• PAGE EXCERPT:
□ □ □ □ □
Array at specific address

[Don]

Hi I have an array of unsigned chars, like:
MyArray[2048] = {0x00};

For memory-mapping purposes I need to store this array at a specific address
(0xFFFF1199)

How do I declare this?

I cant't do MyArray[2048] = {0x00} @ 0xFFFF1199 :-(

I am using the gnu compiler.

Best Regards
Don

 

[Joona I Palaste]

Hi I have an array of unsigned chars, like:
MyArray[2048] = {0x00};

For memory-mapping purposes I need to store this array at a specific address
(0xFFFF1199)

How do I declare this?

You can't. Not under ISO standard C. On some implementations, you can't
declare it at all.

I cant't do MyArray[2048] = {0x00} @ 0xFFFF1199 :-(

No, you can't.

I am using the gnu compiler.

It depends on more than your compiler. Some operating systems don't
allow specific addresses at all, due to security reasons. What happens
if some other process is already using that memory?
Please ask in gnu.gcc.help or a system-specific newsgroup.

 

[Derk Gwen]

# Hi I have an array of unsigned chars, like:
# MyArray[2048] = {0x00};

If it _has_ to be an array instead of (unsigned char*), many linkers allow you to
specify the address of extern objects. You might try checking what your linker
permits.

 

[Kevin Easton]

# Hi I have an array of unsigned chars, like:
# MyArray[2048] = {0x00};

If it _has_ to be an array instead of (unsigned char*), many linkers allow you to
specify the address of extern objects. You might try checking what your linker
permits.

You can do it without linker magic also:

#define MyArray (*(volatile unsigned char (*)[2048])(0xdeadbeef))

- Kevin.

 

[Darrell Grainger]

Hi I have an array of unsigned chars, like:
MyArray[2048] = {0x00};

For memory-mapping purposes I need to store this array at a specific address
(0xFFFF1199)

How do I declare this?

I cant't do MyArray[2048] = {0x00} @ 0xFFFF1199 :-(

I am using the gnu compiler.
□ □ □ □ □
• RECORDED INFORMATION:
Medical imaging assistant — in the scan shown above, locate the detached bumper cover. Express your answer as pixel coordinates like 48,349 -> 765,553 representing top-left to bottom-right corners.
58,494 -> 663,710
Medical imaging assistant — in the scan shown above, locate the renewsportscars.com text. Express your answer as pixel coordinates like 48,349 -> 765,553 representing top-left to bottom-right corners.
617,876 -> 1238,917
□ □ □ □ □
• TASKS TO CARRY OUT:
1/ In the thread about storing an array at a specific address, what reason does Joona I Palaste give for some operating systems not allowing specific addresses?
2/ Extend the forum thread on placing a C array at a fixed memory address, picking up right after its last line.

• TASK-BY-TASK OUTPUTS:
1/ Security reasons.

2/
If possible, just use:

unsigned char *MyArray = (unsigned char *)0xFFFF1199;

and then use MyArray as if you declared it as an array. The only
difference is that sizeof(MyArray) will not return 2048.

If you have to have it as an array then check with a newsgroup that deals
with your compiler. You can sometimes define a section of data to a linker
section name (.text, .bss. data, etc.) and then instruct the linker to put
that section at a specific memory location. This is highly dependent on
your linker and completely off topic for comp.lang.c.

--
darrell at cs dot toronto dot edu
or
main(){int j=1234;char t[]="abcdefghijklmnopqrstuvwxyz.\n",*i=
"iqgbgxmdbjlgdv.lksrqek.n";char *strchr(const char *,int);while(
*i){j+=strchr(t,*i++)-t;j%=sizeof t-1;putchar(t[j]);} return 0;}

 

[Mark McIntyre]

# Hi I have an array of unsigned chars, like:
# MyArray[2048] = {0x00};

If it _has_ to be an array instead of (unsigned char*), many linkers allow you to
specify the address of extern objects. You might try checking what your linker
permits.

You can do it without linker magic also:

#define MyArray (*(volatile unsigned char (*)[2048])(0xdeadbeef))

When I tried this on my DS9K, it said "moo" and printed out a recipe
for making cow from hamburger.

 

[Martijn]

#define MyArray (*(volatile unsigned char (*)[2048])(0xdeadbeef))

When I tried this on my DS9K, it said "moo" and printed out a recipe
for making cow from hamburger.

liar

 

[Micah Cowan]

Hi I have an array of unsigned chars, like:
MyArray[2048] = {0x00};

For memory-mapping purposes I need to store this array at a specific address
(0xFFFF1199)

How do I declare this?

You can't. Not under ISO standard C. On some implementations, you can't
declare it at all.

Of course you can.

memcpy((void*)0xFFFF1199, MyArray, sizeof MyArray);

Now, whether or not this does what you want is
implementation-defined, but you certainly can do it, if it's
doable. The Standard specifically says so.

-Micah

 

[Default User]

#define MyArray (*(volatile unsigned char (*)[2048])(0xdeadbeef))

When I tried this on my DS9K, it said "moo" and printed out a recipe
for making cow from hamburger.

liar

It would be just like the DS9000 to print out a bogus recipe. That's the
kind of thing it likes to do.




Brian Rodenborn

 

[Micah Cowan]

#define MyArray (*(volatile unsigned char (*)[2048])(0xdeadbeef))

When I tried this on my DS9K, it said "moo" and printed out a recipe
for making cow from hamburger.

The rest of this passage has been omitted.